+++ Records for the exercise

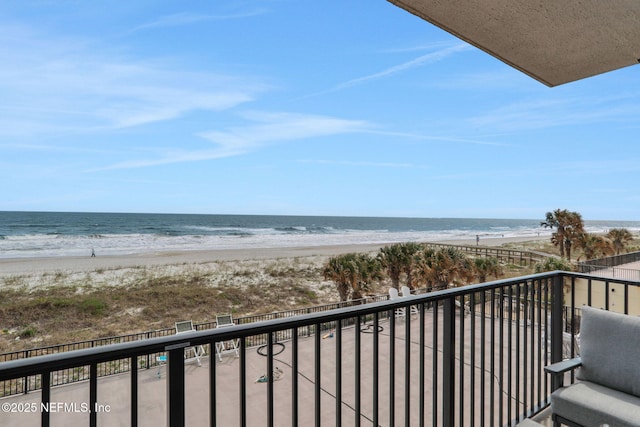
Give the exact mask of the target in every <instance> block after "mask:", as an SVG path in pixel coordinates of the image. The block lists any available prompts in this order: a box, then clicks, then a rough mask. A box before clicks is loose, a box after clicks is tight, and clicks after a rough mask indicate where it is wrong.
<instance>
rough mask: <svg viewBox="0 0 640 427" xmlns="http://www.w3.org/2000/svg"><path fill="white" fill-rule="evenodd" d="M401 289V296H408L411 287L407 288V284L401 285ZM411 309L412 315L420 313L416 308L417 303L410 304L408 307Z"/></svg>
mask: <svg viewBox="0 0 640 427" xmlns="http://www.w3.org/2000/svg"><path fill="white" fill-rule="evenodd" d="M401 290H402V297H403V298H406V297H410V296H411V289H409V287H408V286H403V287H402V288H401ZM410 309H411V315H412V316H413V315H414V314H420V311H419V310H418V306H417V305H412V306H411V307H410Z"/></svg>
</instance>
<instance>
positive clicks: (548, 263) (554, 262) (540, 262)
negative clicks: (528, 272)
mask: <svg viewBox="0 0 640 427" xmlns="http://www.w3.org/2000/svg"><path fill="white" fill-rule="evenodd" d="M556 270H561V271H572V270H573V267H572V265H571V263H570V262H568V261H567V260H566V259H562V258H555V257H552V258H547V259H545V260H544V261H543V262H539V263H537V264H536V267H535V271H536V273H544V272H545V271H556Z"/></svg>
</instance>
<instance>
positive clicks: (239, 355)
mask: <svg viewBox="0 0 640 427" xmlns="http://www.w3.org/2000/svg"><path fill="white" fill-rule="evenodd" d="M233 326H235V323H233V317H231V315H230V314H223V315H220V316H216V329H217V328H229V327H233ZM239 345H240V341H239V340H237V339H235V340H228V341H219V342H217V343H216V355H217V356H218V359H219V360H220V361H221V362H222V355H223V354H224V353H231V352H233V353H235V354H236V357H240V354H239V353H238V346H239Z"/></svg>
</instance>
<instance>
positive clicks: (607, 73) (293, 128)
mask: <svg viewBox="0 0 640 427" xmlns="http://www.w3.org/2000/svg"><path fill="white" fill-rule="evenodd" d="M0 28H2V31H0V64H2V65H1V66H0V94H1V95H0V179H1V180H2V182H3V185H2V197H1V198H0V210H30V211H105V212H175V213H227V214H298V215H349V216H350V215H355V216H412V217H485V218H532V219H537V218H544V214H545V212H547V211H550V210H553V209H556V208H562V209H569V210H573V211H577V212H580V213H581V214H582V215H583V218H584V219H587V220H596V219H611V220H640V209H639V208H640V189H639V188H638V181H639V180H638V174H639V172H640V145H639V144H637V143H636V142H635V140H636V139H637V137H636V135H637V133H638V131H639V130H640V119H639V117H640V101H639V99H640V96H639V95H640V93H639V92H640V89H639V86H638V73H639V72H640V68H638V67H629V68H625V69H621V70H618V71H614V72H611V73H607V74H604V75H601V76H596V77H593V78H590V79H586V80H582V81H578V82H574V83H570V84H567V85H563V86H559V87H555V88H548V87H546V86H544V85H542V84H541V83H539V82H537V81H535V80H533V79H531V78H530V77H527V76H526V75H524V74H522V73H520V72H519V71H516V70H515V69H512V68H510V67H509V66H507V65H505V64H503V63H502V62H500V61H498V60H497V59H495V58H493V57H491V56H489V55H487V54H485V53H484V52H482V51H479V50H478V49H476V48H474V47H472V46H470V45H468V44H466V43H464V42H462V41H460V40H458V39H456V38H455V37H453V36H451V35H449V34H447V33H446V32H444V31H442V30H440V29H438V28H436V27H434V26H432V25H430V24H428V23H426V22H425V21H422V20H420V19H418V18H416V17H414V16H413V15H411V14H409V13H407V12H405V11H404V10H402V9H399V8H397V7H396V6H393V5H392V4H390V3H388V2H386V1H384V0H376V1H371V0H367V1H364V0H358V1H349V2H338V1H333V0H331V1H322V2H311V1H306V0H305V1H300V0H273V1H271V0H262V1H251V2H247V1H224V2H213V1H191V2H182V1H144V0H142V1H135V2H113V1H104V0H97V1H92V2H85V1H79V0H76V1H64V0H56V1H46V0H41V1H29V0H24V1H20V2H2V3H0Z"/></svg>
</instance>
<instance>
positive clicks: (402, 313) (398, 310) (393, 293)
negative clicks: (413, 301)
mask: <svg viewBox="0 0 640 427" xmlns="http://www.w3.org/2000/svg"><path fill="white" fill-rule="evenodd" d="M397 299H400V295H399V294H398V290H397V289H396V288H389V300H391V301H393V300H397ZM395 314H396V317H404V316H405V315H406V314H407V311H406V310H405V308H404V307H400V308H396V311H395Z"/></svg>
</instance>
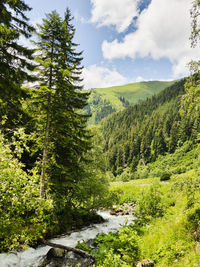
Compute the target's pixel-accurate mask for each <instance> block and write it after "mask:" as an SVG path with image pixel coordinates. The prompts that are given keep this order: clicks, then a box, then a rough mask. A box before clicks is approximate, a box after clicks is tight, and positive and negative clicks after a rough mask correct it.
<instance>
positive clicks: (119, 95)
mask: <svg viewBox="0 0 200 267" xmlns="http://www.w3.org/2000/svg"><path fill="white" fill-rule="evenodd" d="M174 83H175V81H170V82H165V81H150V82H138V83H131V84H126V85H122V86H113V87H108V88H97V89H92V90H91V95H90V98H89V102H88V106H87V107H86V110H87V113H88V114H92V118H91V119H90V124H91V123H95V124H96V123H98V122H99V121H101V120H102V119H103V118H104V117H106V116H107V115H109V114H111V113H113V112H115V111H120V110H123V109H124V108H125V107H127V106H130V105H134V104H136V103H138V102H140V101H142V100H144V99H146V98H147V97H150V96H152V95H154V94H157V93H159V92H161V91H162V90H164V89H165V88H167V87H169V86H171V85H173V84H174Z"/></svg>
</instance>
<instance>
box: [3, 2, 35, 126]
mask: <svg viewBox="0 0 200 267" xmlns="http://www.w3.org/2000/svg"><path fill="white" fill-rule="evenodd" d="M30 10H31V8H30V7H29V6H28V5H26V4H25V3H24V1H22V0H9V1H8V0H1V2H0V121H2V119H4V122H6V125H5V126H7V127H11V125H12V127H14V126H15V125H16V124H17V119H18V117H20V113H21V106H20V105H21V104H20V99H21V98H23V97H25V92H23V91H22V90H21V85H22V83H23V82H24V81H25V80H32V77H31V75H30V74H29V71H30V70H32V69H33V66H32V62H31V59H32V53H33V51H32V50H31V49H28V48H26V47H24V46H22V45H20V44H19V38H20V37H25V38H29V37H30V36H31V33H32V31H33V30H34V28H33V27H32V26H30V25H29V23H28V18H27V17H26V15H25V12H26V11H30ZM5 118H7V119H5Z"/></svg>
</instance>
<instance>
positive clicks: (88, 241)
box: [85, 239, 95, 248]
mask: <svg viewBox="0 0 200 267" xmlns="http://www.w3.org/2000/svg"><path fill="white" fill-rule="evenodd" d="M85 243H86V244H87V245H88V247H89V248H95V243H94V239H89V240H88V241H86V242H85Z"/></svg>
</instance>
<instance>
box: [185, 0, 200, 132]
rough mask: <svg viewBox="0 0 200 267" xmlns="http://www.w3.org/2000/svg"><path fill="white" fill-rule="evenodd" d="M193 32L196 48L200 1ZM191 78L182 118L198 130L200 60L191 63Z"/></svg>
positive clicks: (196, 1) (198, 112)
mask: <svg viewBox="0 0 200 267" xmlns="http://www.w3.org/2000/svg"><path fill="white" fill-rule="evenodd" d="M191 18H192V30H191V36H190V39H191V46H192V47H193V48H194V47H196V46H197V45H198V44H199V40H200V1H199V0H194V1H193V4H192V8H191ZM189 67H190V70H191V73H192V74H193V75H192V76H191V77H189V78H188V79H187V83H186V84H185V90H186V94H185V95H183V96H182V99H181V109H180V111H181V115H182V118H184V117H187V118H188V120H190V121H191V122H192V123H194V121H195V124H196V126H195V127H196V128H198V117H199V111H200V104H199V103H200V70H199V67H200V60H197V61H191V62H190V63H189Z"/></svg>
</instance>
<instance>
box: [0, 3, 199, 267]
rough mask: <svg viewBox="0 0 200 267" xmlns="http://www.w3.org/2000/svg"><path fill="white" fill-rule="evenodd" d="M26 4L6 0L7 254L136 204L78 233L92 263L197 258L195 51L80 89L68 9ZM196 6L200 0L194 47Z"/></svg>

++++++
+++ Records for the exercise

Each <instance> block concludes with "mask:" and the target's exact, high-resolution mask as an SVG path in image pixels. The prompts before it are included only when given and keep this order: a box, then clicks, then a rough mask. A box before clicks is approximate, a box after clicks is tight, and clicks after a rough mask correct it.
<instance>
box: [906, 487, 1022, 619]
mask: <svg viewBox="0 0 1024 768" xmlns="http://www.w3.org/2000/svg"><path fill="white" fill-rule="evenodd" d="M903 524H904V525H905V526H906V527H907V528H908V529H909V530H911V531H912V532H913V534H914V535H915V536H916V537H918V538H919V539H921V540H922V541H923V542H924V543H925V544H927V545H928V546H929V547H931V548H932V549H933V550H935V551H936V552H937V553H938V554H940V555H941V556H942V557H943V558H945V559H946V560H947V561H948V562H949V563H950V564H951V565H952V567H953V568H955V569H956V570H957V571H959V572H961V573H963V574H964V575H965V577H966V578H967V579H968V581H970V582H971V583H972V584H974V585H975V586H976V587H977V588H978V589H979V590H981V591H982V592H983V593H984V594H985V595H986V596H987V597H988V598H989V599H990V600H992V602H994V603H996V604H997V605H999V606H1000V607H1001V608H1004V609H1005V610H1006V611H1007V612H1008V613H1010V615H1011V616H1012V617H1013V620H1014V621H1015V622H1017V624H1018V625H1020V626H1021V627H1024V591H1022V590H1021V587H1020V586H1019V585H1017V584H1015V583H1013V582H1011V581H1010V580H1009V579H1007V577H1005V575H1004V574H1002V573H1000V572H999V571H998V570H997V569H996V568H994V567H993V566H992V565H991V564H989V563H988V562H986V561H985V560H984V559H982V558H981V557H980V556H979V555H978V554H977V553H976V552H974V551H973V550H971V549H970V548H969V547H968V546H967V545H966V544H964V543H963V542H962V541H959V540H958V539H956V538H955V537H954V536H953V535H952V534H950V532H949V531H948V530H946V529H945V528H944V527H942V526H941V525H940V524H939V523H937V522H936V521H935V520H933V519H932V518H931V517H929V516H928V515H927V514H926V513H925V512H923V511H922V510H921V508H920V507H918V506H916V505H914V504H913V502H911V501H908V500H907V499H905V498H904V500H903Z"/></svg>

++++++
+++ Records for the exercise

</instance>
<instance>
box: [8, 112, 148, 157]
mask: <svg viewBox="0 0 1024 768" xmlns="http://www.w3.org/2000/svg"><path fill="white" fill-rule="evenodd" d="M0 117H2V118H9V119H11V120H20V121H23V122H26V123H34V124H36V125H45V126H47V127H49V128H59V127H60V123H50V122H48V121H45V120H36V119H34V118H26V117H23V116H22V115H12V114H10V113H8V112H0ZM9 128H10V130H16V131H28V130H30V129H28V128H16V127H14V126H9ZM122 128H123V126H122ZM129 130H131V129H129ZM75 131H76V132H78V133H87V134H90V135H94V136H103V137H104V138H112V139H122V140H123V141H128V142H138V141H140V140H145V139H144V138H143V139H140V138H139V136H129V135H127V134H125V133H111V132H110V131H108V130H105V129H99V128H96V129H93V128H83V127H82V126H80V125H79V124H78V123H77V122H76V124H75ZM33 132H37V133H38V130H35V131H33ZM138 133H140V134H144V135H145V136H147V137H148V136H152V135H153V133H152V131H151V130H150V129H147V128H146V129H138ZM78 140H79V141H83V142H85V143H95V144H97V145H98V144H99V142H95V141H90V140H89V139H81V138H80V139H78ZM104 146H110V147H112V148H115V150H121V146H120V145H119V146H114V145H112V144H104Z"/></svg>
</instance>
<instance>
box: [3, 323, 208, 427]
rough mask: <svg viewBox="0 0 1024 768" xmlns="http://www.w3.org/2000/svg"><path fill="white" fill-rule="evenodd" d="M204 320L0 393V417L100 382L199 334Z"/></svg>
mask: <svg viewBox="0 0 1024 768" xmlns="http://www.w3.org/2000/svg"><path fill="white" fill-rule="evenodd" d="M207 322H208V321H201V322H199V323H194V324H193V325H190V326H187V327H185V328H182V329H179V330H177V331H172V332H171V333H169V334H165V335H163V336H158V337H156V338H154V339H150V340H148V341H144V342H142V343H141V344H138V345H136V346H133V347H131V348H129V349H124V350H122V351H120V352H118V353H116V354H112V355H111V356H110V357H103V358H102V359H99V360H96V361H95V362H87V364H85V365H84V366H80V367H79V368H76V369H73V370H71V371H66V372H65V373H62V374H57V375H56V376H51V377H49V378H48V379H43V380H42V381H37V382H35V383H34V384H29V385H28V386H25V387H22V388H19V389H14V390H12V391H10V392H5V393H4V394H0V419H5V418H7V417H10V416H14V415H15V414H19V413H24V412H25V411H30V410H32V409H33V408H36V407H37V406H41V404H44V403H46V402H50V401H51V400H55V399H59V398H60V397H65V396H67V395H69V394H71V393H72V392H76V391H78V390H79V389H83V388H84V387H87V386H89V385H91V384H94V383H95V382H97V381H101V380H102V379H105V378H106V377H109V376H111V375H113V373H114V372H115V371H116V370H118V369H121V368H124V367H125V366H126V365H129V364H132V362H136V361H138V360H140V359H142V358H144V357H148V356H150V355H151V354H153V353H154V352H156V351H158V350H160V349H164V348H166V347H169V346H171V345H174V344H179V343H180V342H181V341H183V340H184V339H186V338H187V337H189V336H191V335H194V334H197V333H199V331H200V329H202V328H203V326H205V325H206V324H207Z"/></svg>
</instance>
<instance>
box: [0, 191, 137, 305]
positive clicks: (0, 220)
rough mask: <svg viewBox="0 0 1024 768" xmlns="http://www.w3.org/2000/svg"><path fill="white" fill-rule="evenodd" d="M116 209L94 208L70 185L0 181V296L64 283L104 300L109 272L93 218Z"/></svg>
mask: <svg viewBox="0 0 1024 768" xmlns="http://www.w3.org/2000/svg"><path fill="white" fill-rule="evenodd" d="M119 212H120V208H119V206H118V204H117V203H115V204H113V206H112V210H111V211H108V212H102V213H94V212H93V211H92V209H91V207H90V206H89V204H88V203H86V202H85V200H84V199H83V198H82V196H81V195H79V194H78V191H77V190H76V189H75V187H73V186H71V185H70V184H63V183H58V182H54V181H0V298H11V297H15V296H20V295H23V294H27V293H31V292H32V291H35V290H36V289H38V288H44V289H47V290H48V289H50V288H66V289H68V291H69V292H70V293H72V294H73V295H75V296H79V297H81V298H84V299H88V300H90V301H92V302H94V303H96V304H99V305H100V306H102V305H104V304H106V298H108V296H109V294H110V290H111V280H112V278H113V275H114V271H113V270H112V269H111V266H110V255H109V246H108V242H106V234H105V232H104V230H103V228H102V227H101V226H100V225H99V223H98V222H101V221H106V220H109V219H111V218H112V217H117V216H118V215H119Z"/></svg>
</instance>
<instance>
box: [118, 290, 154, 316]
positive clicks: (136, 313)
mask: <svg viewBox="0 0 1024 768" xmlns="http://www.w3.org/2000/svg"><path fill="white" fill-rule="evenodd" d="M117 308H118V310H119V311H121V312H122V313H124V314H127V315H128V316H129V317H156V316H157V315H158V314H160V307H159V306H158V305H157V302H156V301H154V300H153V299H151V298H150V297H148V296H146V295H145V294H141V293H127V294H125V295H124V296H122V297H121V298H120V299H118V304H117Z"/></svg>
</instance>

++++++

_Your instructions_.
Using the records above, restate word for word the lines from the one with "Give the exact" through the one with "positive clicks: (548, 263)", both included.

_Result of the task_.
Give the exact mask of the target in every <instance> block after "mask:", as an SVG path in pixel coordinates of the image. The block lists any available prompts in this order: a box, then clicks, then a rough mask. A box before clicks is loose, a box after clicks is tight, and clicks after a rough mask indicate where it is wrong.
<instance>
rough mask: <svg viewBox="0 0 640 427" xmlns="http://www.w3.org/2000/svg"><path fill="white" fill-rule="evenodd" d="M401 289V296H408L411 287L407 288V284L401 285ZM411 309L412 315L420 313L416 308L417 303L410 304L408 307Z"/></svg>
mask: <svg viewBox="0 0 640 427" xmlns="http://www.w3.org/2000/svg"><path fill="white" fill-rule="evenodd" d="M401 290H402V297H403V298H406V297H410V296H411V289H409V287H408V286H403V287H402V288H401ZM410 309H411V315H412V316H413V315H414V314H420V311H419V310H418V306H417V305H412V306H411V307H410Z"/></svg>
</instance>
<instance>
positive clicks: (548, 263) (554, 262) (540, 262)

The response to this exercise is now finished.